Start of Provided data

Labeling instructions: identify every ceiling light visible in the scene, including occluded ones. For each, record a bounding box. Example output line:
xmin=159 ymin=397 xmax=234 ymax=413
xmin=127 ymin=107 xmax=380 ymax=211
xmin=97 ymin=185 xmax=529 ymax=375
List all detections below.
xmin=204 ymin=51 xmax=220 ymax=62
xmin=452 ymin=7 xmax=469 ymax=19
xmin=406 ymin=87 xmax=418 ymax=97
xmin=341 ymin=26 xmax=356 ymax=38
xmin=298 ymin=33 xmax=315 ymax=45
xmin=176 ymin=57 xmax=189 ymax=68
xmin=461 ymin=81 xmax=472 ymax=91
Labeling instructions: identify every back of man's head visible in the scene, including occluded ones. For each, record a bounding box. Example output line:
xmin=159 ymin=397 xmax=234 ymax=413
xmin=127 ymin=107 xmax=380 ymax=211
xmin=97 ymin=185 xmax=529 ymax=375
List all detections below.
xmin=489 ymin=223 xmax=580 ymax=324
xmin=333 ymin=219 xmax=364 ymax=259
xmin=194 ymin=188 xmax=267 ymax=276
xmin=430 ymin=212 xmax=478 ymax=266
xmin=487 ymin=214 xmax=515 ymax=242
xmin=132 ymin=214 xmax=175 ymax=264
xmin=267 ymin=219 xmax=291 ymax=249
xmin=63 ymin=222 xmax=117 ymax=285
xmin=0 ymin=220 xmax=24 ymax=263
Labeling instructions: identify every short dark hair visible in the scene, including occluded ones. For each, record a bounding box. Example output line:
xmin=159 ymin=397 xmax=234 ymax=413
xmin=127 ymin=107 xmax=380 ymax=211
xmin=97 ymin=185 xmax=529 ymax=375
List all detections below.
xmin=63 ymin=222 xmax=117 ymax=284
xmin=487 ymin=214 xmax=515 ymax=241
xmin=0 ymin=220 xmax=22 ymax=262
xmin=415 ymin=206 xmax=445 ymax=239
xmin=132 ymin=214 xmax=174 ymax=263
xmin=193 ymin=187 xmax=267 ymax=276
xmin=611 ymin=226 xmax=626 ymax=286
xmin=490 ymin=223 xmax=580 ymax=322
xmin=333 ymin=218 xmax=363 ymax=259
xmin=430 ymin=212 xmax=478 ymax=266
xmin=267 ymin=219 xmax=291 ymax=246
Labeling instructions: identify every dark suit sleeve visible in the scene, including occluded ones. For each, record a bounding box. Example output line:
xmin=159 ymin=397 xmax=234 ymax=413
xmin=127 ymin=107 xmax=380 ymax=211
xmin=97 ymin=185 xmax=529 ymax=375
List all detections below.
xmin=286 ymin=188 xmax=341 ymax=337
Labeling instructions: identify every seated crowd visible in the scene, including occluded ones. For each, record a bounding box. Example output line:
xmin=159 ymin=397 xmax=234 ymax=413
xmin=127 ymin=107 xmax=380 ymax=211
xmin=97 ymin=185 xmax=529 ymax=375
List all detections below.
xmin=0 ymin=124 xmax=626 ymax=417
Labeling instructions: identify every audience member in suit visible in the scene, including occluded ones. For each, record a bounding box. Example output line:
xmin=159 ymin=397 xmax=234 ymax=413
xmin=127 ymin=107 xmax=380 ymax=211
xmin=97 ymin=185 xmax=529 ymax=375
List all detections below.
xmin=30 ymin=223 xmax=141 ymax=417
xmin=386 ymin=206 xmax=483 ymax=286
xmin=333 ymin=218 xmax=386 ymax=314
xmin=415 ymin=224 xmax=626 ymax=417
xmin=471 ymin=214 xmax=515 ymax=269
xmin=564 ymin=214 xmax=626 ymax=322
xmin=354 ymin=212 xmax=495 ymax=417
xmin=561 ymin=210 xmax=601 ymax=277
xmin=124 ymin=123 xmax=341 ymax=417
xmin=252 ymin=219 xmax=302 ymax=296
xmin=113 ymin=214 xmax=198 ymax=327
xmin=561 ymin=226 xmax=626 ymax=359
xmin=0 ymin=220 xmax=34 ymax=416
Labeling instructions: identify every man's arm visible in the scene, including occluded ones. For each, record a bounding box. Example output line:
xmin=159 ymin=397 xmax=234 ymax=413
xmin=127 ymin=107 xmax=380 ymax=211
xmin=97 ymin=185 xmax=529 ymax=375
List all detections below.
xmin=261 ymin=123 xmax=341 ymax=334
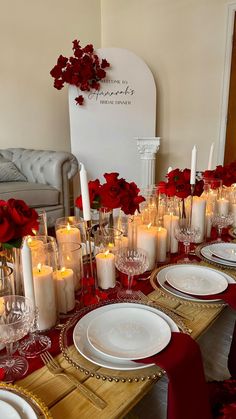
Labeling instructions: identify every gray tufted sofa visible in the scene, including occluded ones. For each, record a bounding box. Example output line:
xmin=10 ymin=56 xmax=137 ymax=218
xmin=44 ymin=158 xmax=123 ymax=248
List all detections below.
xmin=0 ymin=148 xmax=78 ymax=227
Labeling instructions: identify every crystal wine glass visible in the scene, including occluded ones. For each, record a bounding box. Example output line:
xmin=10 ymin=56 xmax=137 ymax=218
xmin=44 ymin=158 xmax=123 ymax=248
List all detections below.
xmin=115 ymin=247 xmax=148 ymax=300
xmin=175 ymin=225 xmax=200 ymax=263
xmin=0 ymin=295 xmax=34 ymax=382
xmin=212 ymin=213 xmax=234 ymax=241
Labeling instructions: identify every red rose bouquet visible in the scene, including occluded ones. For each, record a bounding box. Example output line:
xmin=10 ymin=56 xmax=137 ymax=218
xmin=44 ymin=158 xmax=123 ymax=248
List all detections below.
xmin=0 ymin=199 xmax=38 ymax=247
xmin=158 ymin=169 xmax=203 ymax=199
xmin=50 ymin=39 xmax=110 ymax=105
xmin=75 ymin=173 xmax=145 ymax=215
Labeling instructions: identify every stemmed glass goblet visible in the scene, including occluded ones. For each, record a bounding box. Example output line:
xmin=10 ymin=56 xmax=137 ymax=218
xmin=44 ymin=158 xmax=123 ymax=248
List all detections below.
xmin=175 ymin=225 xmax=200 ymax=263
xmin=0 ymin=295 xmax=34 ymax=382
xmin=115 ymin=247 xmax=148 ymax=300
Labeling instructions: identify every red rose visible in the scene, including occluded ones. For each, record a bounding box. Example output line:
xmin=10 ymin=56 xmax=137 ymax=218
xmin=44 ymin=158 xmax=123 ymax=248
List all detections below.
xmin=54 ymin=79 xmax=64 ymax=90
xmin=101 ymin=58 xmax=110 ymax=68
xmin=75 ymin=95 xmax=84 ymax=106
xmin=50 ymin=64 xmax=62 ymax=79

End of Provided data
Start of Provided data

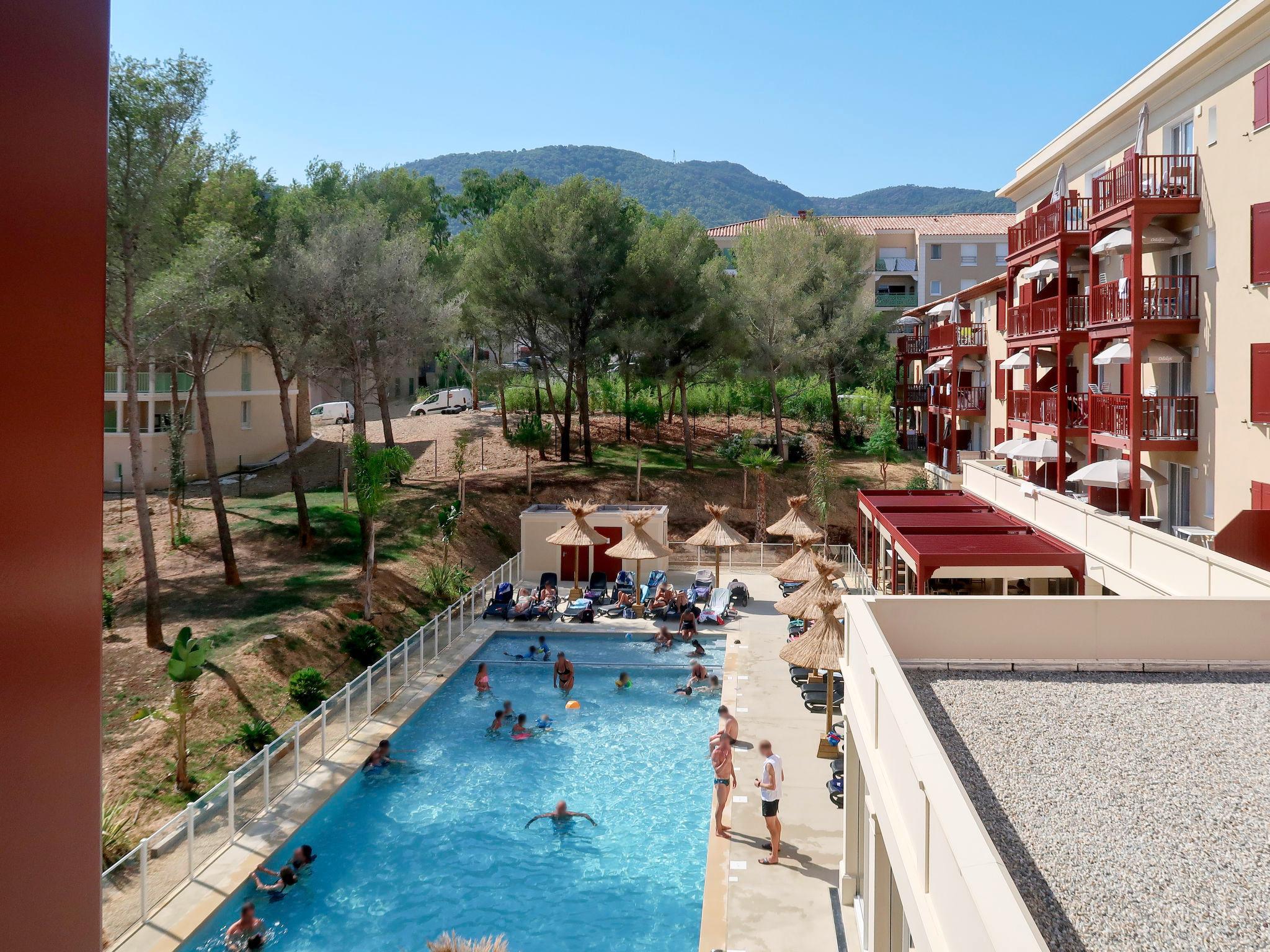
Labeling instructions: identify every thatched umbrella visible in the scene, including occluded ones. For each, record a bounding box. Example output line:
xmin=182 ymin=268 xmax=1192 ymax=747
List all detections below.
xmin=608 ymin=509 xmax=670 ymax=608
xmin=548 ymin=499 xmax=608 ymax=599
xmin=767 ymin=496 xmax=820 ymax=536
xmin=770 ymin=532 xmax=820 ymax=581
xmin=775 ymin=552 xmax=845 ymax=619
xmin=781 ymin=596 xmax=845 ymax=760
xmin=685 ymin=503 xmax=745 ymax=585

End of Provided data

[Exercise details]: List every line of the records above that contains the word "rose", copying each line in full.

[In response]:
Labeling instructions: identify every red rose bouquet visible in the scene, including occluded ones. For each, record a bounding box. Example output line:
Labeling instructions: identify every red rose visible in the scene, including occluded ones. For each, record a bounding box. Example output line:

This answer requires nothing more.